### ASSIGNED TASK
Verbatim transcription of the listing is needed.

### DATA TO PROCESS
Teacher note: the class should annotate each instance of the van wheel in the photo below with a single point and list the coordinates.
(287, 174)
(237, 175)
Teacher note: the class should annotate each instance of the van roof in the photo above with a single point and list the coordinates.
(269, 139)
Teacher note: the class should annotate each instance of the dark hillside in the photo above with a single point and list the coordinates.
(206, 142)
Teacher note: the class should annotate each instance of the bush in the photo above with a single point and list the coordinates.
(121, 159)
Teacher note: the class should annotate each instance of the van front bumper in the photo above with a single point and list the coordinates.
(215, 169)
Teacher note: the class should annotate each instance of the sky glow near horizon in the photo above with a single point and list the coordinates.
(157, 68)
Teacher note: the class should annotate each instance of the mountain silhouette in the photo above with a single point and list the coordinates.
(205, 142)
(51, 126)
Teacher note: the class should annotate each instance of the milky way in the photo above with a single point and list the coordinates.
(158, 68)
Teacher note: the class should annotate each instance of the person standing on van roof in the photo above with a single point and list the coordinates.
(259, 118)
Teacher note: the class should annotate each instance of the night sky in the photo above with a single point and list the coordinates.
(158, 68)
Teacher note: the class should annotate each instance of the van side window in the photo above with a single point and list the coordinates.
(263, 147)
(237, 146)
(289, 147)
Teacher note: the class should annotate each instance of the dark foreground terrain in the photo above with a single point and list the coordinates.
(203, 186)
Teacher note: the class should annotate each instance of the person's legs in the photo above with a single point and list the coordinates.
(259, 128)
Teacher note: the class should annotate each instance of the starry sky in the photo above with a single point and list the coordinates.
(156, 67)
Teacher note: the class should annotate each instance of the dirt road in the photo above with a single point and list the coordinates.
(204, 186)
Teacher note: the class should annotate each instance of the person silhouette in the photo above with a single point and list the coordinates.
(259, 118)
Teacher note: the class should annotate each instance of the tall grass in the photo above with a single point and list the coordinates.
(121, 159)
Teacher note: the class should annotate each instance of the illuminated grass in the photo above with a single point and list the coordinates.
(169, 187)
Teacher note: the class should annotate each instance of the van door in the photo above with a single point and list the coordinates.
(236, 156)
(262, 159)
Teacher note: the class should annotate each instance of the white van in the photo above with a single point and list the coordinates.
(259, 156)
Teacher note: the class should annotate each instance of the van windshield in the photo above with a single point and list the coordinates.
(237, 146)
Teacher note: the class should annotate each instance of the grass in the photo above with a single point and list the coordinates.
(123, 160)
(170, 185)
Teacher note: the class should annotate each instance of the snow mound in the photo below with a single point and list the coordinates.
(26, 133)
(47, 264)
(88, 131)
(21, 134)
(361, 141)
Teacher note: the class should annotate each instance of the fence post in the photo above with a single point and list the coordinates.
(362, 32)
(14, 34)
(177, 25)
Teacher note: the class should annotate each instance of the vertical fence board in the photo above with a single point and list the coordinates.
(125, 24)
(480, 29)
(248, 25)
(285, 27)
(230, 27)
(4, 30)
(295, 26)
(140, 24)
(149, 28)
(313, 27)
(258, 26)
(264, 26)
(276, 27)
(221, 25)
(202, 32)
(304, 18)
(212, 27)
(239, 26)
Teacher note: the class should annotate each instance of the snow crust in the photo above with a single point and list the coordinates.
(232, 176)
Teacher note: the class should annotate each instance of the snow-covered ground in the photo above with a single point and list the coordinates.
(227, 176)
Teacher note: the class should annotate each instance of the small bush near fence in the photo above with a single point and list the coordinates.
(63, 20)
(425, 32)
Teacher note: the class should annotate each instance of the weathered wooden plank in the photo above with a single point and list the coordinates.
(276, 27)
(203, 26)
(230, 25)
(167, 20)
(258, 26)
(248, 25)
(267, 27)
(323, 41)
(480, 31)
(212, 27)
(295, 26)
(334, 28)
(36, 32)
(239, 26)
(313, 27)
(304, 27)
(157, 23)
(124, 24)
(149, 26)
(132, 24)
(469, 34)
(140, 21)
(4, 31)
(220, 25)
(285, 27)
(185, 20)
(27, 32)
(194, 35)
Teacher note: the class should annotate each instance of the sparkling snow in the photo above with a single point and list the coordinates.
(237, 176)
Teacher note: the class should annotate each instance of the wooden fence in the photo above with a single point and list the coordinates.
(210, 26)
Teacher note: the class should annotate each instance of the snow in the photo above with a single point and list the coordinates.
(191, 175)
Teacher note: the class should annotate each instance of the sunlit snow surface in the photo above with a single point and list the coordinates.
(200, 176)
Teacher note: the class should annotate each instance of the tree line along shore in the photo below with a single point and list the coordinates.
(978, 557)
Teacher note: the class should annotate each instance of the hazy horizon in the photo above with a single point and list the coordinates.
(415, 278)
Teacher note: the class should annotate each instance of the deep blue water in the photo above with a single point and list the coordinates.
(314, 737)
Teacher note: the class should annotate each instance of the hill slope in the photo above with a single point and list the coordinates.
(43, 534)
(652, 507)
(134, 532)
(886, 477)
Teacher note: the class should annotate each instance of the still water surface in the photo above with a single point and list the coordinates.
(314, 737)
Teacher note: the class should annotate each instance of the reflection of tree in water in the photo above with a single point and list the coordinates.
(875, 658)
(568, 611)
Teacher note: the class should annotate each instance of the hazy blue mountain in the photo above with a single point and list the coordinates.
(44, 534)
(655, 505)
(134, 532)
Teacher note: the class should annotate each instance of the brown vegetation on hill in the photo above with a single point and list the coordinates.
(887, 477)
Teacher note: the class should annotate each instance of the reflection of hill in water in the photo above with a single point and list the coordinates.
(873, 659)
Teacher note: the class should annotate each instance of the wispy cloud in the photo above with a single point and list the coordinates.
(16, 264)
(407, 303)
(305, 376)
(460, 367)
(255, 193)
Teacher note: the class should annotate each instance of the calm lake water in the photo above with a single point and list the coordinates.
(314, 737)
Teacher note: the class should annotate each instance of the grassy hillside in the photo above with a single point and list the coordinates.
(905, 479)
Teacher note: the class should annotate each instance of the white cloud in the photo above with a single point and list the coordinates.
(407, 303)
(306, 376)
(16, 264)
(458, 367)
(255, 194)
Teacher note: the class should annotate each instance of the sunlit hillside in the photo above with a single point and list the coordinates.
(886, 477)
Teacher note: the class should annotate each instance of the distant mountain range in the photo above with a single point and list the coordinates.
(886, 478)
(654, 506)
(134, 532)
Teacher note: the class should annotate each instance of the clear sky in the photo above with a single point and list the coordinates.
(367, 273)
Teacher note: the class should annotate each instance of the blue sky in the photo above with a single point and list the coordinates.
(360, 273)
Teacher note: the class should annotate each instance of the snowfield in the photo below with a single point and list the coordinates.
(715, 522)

### TASK RESULT
Teacher note: the class should annotate each instance of the van wheel in the photo below with a single point and list the coordinates.
(287, 174)
(237, 175)
Teacher note: the class should annotate each instance of the van roof in the photo above with a single point and list the coordinates.
(269, 139)
Teacher note: the class should annotate each instance of the dark hillside in the photo above with a single point and list the coordinates.
(206, 142)
Teacher note: the class should annotate each instance of the bush in the photo above with a single point and list the coordinates.
(121, 159)
Teacher note: the class should annotate each instance of the van front bumper in the photo above with a single point and list the coordinates.
(215, 169)
Teacher note: the class should annotate each instance of the sky glow near horizon in the photo above with a single point and list the coordinates.
(157, 68)
Teacher note: the class should annotate each instance of the mountain silhouette in the photo above with a single point and list the coordinates.
(205, 142)
(51, 126)
Teacher note: the class should annotate each instance of the milky way in the photo above with a single point and list the coordinates.
(158, 68)
Teacher note: the class should annotate each instance of the person standing on van roof in the photo above with a single point and list the coordinates.
(259, 118)
Teacher note: the class should annotate each instance of the night sky in the photo above with a single point and list the coordinates.
(158, 68)
Teacher note: the class should annotate each instance of the van side window in the photo above with a single point and list the coordinates.
(263, 147)
(237, 146)
(289, 147)
Teacher note: the class should annotate each instance of the dark foreground terrain in the photo above with a single point and list the coordinates.
(203, 186)
Teacher note: the class should annotate each instance of the person's legs in the photo above with a single point and list the coordinates.
(259, 128)
Teacher note: the class should annotate each instance of the starry sky in the photo above with a single point and list the coordinates.
(156, 67)
Teacher note: the class should annotate each instance of the dirt road in the photo above with a single point and list the coordinates.
(204, 186)
Teacher note: the class should annotate each instance of the person silhouette in the photo above with a single point and list the coordinates.
(259, 118)
Teacher note: the class should annotate each instance of the tall grass in the photo above with a single point and list the coordinates.
(121, 159)
Teacher note: the class should annotate each instance of the illuminated grass in the photo above with a single point and list the coordinates.
(169, 187)
Teacher note: the class should annotate each instance of the van door in the photo above with a single point and list the coordinates.
(236, 156)
(262, 159)
Teacher note: the class should annotate each instance of the white van in the photo above with a single point and list the coordinates.
(259, 156)
Teacher note: the class should annotate each instance of the van windshield in the photo above with a single point and list the coordinates.
(237, 146)
Teacher note: the class should annotate each instance of the grass in the photo above with a single point and list the coordinates.
(123, 160)
(170, 185)
Teacher note: the class should annotate each instance of the snow mound in the photo below with a single point and list the coordinates.
(26, 133)
(47, 264)
(88, 131)
(21, 134)
(361, 141)
Teacher note: the class should annotate each instance of the fence post in the photo above with a single point and list the coordinates.
(362, 32)
(14, 34)
(177, 25)
Teacher note: the class should annotate each instance of the vertical fence board in the photo above with a single point and list the coordinates.
(125, 24)
(480, 29)
(248, 25)
(285, 27)
(230, 27)
(4, 30)
(295, 26)
(140, 24)
(149, 28)
(313, 27)
(258, 26)
(264, 26)
(276, 27)
(221, 25)
(202, 32)
(304, 18)
(212, 27)
(239, 26)
Teacher note: the class should annotate each instance of the snow crust in the photo above with a single point and list the coordinates.
(232, 176)
Teacher note: the class should annotate each instance of the snow-covered ground in the photo above with a single point and list the coordinates.
(227, 176)
Teacher note: the class should annotate each instance of the small bush near fence in the photo above with a single point and list the coordinates.
(63, 20)
(425, 32)
Teacher note: the class should annotate each instance of the weathered wooden plank in the photo above with a single point and list the coordinates.
(276, 27)
(203, 26)
(230, 25)
(167, 20)
(258, 26)
(248, 25)
(267, 27)
(323, 41)
(480, 31)
(212, 27)
(295, 26)
(334, 28)
(36, 32)
(239, 26)
(313, 27)
(304, 27)
(157, 23)
(124, 24)
(149, 26)
(132, 24)
(469, 34)
(140, 21)
(4, 31)
(220, 25)
(285, 27)
(185, 20)
(27, 32)
(194, 35)
Teacher note: the class should annotate each instance of the sparkling snow in the photo above with a single point and list the coordinates.
(237, 176)
Teacher note: the class should annotate each instance of the wooden fence in the photo above with a single point and list the coordinates.
(210, 26)
Teacher note: the class should annotate each instance of the snow in the photo above with a single point and list the coordinates.
(191, 175)
Teacher note: the class should annotate each instance of the sunlit snow surface in the photo above with a single point and list the coordinates.
(200, 176)
Teacher note: the class should annotate each instance of the tree line along shore in the photo below with a single point and list the coordinates.
(978, 557)
Teacher note: the class should annotate each instance of the hazy horizon in the photo above with a single point and list the coordinates.
(415, 278)
Teacher note: the class should annotate each instance of the deep blue water in the photo above with a single point and list the coordinates.
(314, 737)
Teacher note: the class should annotate each instance of the hill slope in the photo above with a single point and list the coordinates.
(43, 534)
(652, 507)
(134, 532)
(886, 477)
Teacher note: the class should annotate each instance of the still water surface in the photo above with a single point and list the coordinates.
(314, 737)
Teacher note: the class should annotate each instance of the reflection of tree in water in the photo above with a single point and list the coordinates.
(875, 658)
(568, 611)
Teacher note: the class should annotate each instance of the hazy blue mountain in the photo above with a single point and list the coordinates.
(44, 534)
(655, 505)
(134, 532)
Teacher note: the class should annotate each instance of the brown vegetation on hill in the photo above with a single point and list the coordinates.
(887, 477)
Teacher note: the class should annotate each instance of the reflection of hill in water in the photo above with a single point and list the coordinates.
(873, 659)
Teacher note: the class should annotate each instance of the wispy cloud in the photo above with a single point and list the coordinates.
(16, 264)
(407, 303)
(305, 376)
(460, 367)
(255, 193)
Teacher note: the class should annotate each instance of the calm lake water in the photo above with a single point and list the coordinates.
(314, 737)
Teacher note: the class should annotate each instance of the grassy hillside in the photo above with a single point and list the coordinates.
(905, 479)
Teacher note: the class should annotate each instance of the white cloud in the photo above with a single point and list the coordinates.
(407, 303)
(306, 376)
(16, 264)
(458, 367)
(255, 194)
Teacher note: the class should annotate each instance of the sunlit hillside in the photo above with a single point and list the coordinates.
(886, 477)
Teacher note: the class should annotate each instance of the distant mountain range in the photo above with a single point and list the coordinates.
(886, 478)
(654, 506)
(134, 532)
Teacher note: the class should annotate each instance of the clear sky in the photo above with a single point and list the coordinates.
(367, 273)
Teacher note: the class should annotate each instance of the blue sky in the photo above with a single point and list the coordinates.
(360, 273)
Teacher note: the class should annotate each instance of the snowfield in the photo below with a single point and list the coordinates.
(715, 522)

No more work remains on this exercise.